++++ QUOTED TEXT

If this will not help, add the optimizer directive into the
SELECT statement and don't forget to enable the directives in
your server environment:
$ export IFX_DIRECTIVES="ON"
$ dbaccess youdatabase - <<eof
...
CREATE PROCEDURE ...
...
FOREACH SELECT { +USE_INDEX(t1, idxnameof_id) } t1.id
INTO t1id_i FROM t2, t1 WHERE t2.recid + 0 = t1.id
...
END FOREACH;
END PROCEDURE;
...
COMMIT WORK;
eof
This will force the optimizer to do everything correct.
Bye
Stefan Weideneder
PS:
For Germans only: Das und vieles mehr lernt man im Informix
Seminar T225 ( man sollte auch schon mal Werbung machen ).
>Hi
>t1.id is indexed primary key. It has 1,000,000 rows.
>t2.recid is indexed primary key. It has 50 rows.
>I have tried several queries below. They all take more than 3 minutes
>to update 50 rows in table t1.
>update t1
> set col1 = 'A',
> col2 = 0
>where t1.id in (select recid from t2)
This one shouldn't be bad with only 50 rows in
t2 and an index on t1.id. And it not a
correlated subquery like the other
ones you list (those'll be slow).
Maybe you need an 'update statistics' on the tables.
Hope that helps,
Douglas Wilson
If that doesn't work, (and this will sound odd), try putting a silly
criteria on t2 which will return all rows, like maybe...
update t1
set col1 = 'A',
col2 = 0
where t1.id in (select recid from t2 where recid < (largest possible recid
in t2 + 1) )
A silly criteria like this sometimes causes optimizers to scan t2 rather
than t1.
Worth a try.
Pete Bloxam.
(To reply please mail pe...@bloxam.force9.co.uk. Do not reply to sender as
an Anti Spam e-mail address was entered)
>update t1
> set col1 = 'A',
> col2 = 0
>where t1.id in (select recid from t2)
Did you do a 'set explain on' and get
an 'sqexplain.out' file? Are the two tables
actually in the same database, or is one of them
a synonym for a table in another db? Did you update
statistics?
Good Luck,
Douglas Wilson

++++++++

#### [TASK INSTRUCTIONS]
Decide whether each statement agrees with the thread about the slow Informix update, answering yes or no and quoting the words of the thread that decide it.
1. Table t2 has 50 rows.
2. The optimizer directives are enabled by setting IFX_DIRECTIVES to "OFF".
3. Adding a criteria that returns all rows sometimes makes optimizers scan t1 rather than t2.
Rely only on the thread about the slow Informix update when answering.

++++ PROVIDED DATA

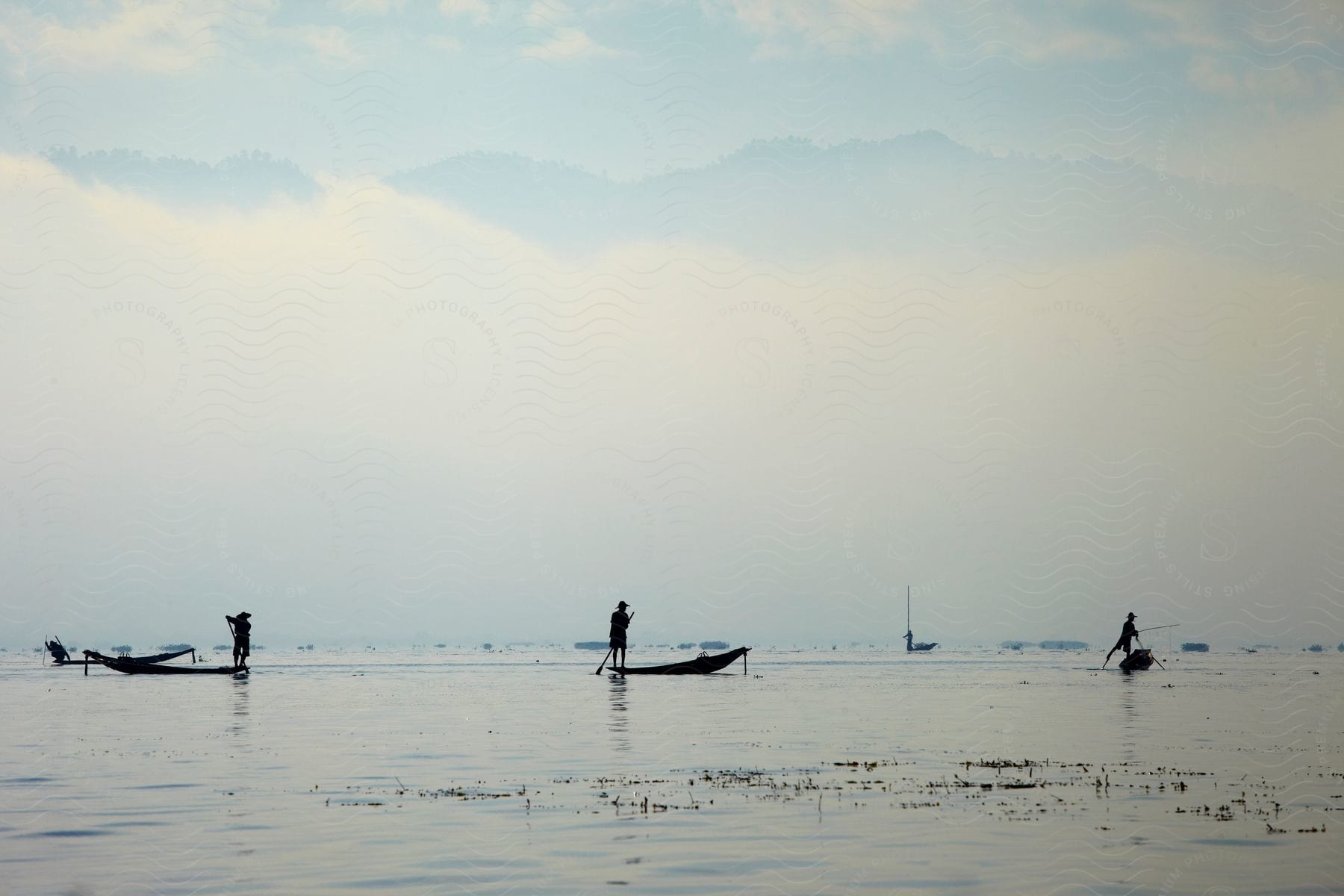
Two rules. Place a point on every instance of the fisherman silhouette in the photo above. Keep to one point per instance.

++++++++

#### [SOLUTION TO THIS EXERCISE]
1. Yes: "t2.recid is indexed primary key. It has 50 rows."
2. No: "$ export IFX_DIRECTIVES="ON""
3. No: "A silly criteria like this sometimes causes optimizers to scan t2 rather than t1."